_Input for this task:_
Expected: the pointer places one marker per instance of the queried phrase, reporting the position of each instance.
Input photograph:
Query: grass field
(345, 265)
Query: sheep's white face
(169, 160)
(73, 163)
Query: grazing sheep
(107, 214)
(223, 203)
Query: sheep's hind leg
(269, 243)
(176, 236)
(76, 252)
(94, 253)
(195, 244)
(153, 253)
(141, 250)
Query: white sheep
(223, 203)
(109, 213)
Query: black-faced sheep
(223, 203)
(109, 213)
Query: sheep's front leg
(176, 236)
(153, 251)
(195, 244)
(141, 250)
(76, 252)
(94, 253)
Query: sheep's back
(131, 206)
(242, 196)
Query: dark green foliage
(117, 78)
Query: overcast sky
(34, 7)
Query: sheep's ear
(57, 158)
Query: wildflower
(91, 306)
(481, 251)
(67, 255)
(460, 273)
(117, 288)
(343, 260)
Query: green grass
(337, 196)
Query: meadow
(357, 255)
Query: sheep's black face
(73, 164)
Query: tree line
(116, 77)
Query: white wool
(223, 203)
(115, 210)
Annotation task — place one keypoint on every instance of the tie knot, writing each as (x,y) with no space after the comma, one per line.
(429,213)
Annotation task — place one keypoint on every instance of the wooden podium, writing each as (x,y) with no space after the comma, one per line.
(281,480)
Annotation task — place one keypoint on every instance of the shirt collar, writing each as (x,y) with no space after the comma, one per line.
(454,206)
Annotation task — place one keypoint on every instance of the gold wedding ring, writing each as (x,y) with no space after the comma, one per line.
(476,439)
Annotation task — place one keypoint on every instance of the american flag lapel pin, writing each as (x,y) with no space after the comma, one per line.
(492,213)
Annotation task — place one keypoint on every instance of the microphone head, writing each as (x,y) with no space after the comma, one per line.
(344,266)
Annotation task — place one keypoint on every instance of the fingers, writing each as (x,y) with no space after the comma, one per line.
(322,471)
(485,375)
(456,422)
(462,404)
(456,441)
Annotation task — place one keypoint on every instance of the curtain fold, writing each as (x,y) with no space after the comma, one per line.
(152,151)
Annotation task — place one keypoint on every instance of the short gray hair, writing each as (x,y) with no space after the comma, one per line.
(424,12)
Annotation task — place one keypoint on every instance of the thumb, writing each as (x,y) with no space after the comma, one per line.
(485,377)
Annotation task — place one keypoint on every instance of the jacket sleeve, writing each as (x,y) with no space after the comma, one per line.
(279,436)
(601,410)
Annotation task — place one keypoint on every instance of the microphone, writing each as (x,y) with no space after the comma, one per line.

_What is being asked:_ Write out all the records above one more time, exactly.

_Task answer:_
Expected: the pointer places one marker per instance of the queried phrase, reporting the position of each instance.
Input photograph:
Query: grass field
(345, 265)
Query: sheep's white face
(169, 160)
(73, 163)
Query: grazing sheep
(107, 214)
(223, 203)
Query: sheep's hind leg
(269, 243)
(176, 236)
(76, 252)
(94, 253)
(195, 244)
(153, 253)
(141, 250)
Query: white sheep
(223, 203)
(109, 213)
Query: black-faced sheep
(223, 203)
(109, 213)
Query: sheep's front leg
(176, 236)
(153, 251)
(195, 244)
(141, 250)
(76, 252)
(94, 253)
Query: sheep's back
(131, 206)
(242, 196)
Query: dark green foliage
(117, 78)
Query: overcast sky
(34, 7)
Query: sheep's ear
(57, 158)
Query: wildflower
(91, 306)
(481, 251)
(67, 255)
(460, 273)
(117, 288)
(343, 260)
Query: green grass
(337, 196)
Query: meadow
(357, 255)
Query: sheep's black face
(73, 164)
Query: tree line
(116, 77)
Query: white wool
(223, 203)
(115, 210)
Annotation task — place one keypoint on every instance of the tie knot, writing each as (x,y) with no space after the comma, one per line.
(429,213)
Annotation task — place one keypoint on every instance of the wooden podium, writing each as (x,y) with no space after the comma, one per line.
(281,480)
Annotation task — place one keypoint on every instance of the shirt collar, writing each as (x,y) with no space after the comma, one per line.
(454,206)
Annotation task — place one keypoint on every instance of the gold wedding ring, writing each as (x,y) with no space after the comma, one per line.
(476,439)
Annotation task — place one keypoint on every instance of the american flag lapel pin, writing each as (x,y) with no space after the comma, one per line.
(492,213)
Annotation task — place one keypoint on every instance of the microphone head, writing each as (x,y) with no space after the comma, one per line.
(344,266)
Annotation task — place one keypoint on every instance of the fingers, writing each as (x,y) with no space after the comma, one per line.
(322,471)
(485,375)
(456,422)
(462,404)
(456,441)
Annotation task — place one keypoint on every instance of the curtain fold, writing each as (x,y) with no space after the comma, one per line.
(152,151)
Annotation task — place one keypoint on every instance of the short gray hair, writing each as (x,y) with no space after the comma, one per line.
(424,12)
Annotation task — place one keypoint on every instance of the thumb, writing each as (x,y) with no space after the comma, one per line.
(485,377)
Annotation task — place one keypoint on every instance of the jacket sleeve, writing each as (x,y) with no space after the comma, one per line.
(279,436)
(601,410)
Annotation task — place one keypoint on every instance of the microphone, writing each as (x,y) with no space after the comma, one per line.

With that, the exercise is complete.